### [Document text]
I have copied two of my posts from other threads.

1) I don't want to do that. I want an equation of the form in three dimensions. Here energy is not simple to describe. The components of mass, potential and kinetic energy interact with the gravitational field.

2) If we take the centre of gravity of a perfect sphere and have a plane running through it. We can then define x, y and z axes tilted so each is axis has the same angle to the plane. If we then set a path that when projected onto the intersection of pairs of axes is at 45 degrees all axes that describe the path perpendicular to the plane then change at the same rate. As a baseline for mapping the effects of rates of change this can map a straight line path. This can then be adapted for curved trajectories. Extending this path out to an imaginary spherical surface the mass within the surface can be defined to be of any size with a radius of choice. Comparisons are then easy to make against the baseline straight path. It would be interesting to see what effects we could model on the interchange of energy under various conditions. To include the electric, magnetic and gravitational fields. With an equivalent value for rate of change at equidistant points the effects on energy of multi-mass systems would be fairly straightforward. Just an idea.

### [Job 1]
Which fields does the forum post say the modeling should include?
### [Job 2]
Reproduce the section of the forum post that begins with the words containing "I have copied" and ends with "the gravitational field.".
### [Job 3]
Do these statements agree with the forum post? Answer yes or no for each, quoting the words that decide it. (a) The writer copied the two posts from other threads. (b) The projected path runs at 30 degrees. (c) The writer wants an equation in two dimensions.

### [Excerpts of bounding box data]
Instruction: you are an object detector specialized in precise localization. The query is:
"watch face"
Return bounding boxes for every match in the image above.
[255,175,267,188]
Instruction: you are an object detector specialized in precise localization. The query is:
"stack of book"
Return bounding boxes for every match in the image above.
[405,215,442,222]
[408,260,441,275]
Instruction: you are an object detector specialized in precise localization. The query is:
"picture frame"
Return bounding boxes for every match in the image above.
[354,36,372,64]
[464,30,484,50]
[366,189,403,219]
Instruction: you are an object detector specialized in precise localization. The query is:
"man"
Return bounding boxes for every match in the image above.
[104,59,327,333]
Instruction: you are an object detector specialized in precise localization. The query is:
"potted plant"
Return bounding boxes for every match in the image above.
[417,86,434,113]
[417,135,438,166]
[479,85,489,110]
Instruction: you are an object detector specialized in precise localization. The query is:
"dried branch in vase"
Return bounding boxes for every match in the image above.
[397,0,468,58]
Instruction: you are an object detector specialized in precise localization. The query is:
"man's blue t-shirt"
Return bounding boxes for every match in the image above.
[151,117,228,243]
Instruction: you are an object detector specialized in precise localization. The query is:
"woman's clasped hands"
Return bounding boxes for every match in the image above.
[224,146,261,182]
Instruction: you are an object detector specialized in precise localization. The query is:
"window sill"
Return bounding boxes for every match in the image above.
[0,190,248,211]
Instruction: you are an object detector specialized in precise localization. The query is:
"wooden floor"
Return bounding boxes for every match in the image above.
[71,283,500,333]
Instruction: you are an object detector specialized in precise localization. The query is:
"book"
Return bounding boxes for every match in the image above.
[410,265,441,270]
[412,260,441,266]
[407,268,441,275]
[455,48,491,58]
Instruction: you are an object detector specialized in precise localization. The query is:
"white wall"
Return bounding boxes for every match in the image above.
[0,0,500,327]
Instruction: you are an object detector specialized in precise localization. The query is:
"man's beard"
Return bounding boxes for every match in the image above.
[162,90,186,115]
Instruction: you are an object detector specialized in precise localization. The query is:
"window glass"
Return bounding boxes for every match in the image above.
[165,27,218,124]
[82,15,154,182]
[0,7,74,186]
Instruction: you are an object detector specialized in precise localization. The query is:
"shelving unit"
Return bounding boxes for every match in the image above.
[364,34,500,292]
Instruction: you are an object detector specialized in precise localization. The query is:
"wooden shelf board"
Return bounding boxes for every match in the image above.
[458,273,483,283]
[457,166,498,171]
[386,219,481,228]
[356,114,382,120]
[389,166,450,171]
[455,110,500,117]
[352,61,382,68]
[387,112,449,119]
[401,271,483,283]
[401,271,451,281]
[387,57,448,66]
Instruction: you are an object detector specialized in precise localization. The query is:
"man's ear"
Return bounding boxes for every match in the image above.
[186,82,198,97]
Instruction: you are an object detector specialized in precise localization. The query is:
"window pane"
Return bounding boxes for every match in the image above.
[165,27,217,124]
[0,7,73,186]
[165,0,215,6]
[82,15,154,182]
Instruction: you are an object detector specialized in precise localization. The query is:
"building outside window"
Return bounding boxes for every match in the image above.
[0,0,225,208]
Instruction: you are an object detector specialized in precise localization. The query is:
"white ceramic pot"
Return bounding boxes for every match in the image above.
* * *
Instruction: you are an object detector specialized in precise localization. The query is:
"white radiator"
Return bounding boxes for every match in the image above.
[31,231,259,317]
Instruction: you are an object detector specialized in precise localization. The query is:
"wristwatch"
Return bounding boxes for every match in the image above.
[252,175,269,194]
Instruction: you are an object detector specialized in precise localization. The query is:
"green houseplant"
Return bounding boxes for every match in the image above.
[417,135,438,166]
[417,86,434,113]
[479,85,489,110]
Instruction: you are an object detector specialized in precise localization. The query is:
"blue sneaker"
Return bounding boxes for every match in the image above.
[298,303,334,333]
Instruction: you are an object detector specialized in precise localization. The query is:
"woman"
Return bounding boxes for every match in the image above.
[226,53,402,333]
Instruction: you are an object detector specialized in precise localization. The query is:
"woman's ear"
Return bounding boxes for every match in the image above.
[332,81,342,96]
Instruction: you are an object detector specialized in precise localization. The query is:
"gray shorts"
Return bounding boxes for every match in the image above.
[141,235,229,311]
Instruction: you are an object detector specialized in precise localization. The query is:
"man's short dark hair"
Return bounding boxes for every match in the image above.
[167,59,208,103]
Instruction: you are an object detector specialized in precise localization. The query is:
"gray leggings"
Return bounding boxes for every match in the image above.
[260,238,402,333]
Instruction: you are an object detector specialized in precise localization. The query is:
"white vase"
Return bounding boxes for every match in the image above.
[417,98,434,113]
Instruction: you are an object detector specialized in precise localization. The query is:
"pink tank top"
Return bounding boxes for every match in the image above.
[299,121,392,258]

### [Complete response 1]
The electric, magnetic and gravitational fields.

### [Complete response 2]
I have copied two of my posts from other threads.

1) I don't want to do that. I want an equation of the form in three dimensions. Here energy is not simple to describe. The components of mass, potential and kinetic energy interact with the gravitational field.

### [Complete response 3]
(a) Yes: "I have copied two of my posts from other threads."
(b) No: "is at 45 degrees"
(c) No: "I want an equation of the form in three dimensions."